REQUEST:
Reproduce every line of the data below without changing anything.

INPUT:
==============================

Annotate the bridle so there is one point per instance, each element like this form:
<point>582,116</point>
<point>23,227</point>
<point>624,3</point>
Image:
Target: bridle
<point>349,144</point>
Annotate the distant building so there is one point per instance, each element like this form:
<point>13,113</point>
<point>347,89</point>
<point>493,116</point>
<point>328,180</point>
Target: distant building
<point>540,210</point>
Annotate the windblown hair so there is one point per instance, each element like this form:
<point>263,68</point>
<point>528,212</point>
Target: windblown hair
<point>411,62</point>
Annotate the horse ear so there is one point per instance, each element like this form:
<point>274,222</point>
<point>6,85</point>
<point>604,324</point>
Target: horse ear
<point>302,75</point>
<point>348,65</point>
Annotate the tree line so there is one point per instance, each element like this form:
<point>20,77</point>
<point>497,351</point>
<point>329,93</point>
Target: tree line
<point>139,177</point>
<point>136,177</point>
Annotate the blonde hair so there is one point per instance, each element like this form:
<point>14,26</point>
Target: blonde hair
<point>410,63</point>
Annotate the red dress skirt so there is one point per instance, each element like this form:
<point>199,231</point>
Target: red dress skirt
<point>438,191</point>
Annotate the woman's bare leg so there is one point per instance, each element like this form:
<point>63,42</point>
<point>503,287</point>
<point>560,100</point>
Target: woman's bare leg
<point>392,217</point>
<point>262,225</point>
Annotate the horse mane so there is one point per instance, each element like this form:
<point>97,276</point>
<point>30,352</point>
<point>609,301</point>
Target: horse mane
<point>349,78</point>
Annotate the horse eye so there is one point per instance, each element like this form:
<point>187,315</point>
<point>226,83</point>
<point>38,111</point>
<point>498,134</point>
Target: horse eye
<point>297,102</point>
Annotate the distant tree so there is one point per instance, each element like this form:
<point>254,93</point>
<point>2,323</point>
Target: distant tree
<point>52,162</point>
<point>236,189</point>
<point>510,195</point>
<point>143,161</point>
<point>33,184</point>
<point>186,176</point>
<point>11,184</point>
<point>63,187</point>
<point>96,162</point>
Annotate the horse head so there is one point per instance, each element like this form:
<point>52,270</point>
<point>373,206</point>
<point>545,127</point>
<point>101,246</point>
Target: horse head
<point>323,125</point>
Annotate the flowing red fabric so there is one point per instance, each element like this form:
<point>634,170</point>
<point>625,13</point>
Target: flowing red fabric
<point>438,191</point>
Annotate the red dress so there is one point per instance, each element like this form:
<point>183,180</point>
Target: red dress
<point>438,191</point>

==============================

TASK RESULT:
Annotate the bridle so there is one point per instance, each element like this form:
<point>582,116</point>
<point>23,227</point>
<point>624,3</point>
Image:
Target: bridle
<point>349,144</point>
Annotate the distant building so there is one point per instance, each element like this form:
<point>13,113</point>
<point>347,89</point>
<point>493,116</point>
<point>328,180</point>
Target: distant building
<point>540,210</point>
Annotate the windblown hair so there is one point per instance, each element like this form:
<point>263,68</point>
<point>528,212</point>
Target: windblown hair
<point>411,62</point>
Annotate the horse ear so there is one point per instance, each element like this form:
<point>274,222</point>
<point>6,85</point>
<point>604,324</point>
Target: horse ear
<point>302,75</point>
<point>348,65</point>
Annotate the tree line so there is one point per instance, each element like this form:
<point>20,77</point>
<point>497,351</point>
<point>329,93</point>
Target: tree line
<point>139,177</point>
<point>136,177</point>
Annotate the blonde hair so there is one point per instance, each element like this form:
<point>14,26</point>
Target: blonde hair
<point>410,63</point>
Annotate the red dress skirt so there is one point per instance, each element like this form:
<point>199,231</point>
Target: red dress skirt
<point>438,191</point>
Annotate the woman's bare leg so there is one point per instance, each element like this form:
<point>63,42</point>
<point>503,287</point>
<point>560,100</point>
Target: woman's bare leg
<point>392,217</point>
<point>262,225</point>
Annotate the horse mane so there is one point per instance, each element like this form:
<point>97,276</point>
<point>30,352</point>
<point>609,301</point>
Target: horse mane
<point>349,78</point>
Annotate the horse eye so there is one point per instance, each element like this form:
<point>187,315</point>
<point>226,83</point>
<point>38,111</point>
<point>498,134</point>
Target: horse eye
<point>297,102</point>
Annotate the distant tree so there is one point per instance, each element like this form:
<point>254,93</point>
<point>2,323</point>
Target: distant tree
<point>52,162</point>
<point>236,189</point>
<point>510,195</point>
<point>143,161</point>
<point>33,184</point>
<point>186,176</point>
<point>11,184</point>
<point>63,187</point>
<point>96,162</point>
Annotate the horse head so there is one point per instance, each element like this form:
<point>52,270</point>
<point>373,206</point>
<point>545,127</point>
<point>101,246</point>
Target: horse head
<point>323,125</point>
Annotate the flowing red fabric so there is one point per instance, each element like this form:
<point>634,170</point>
<point>625,13</point>
Target: flowing red fabric
<point>438,191</point>
Annotate the red dress so there is one point per instance, each element like this form:
<point>183,180</point>
Target: red dress
<point>438,191</point>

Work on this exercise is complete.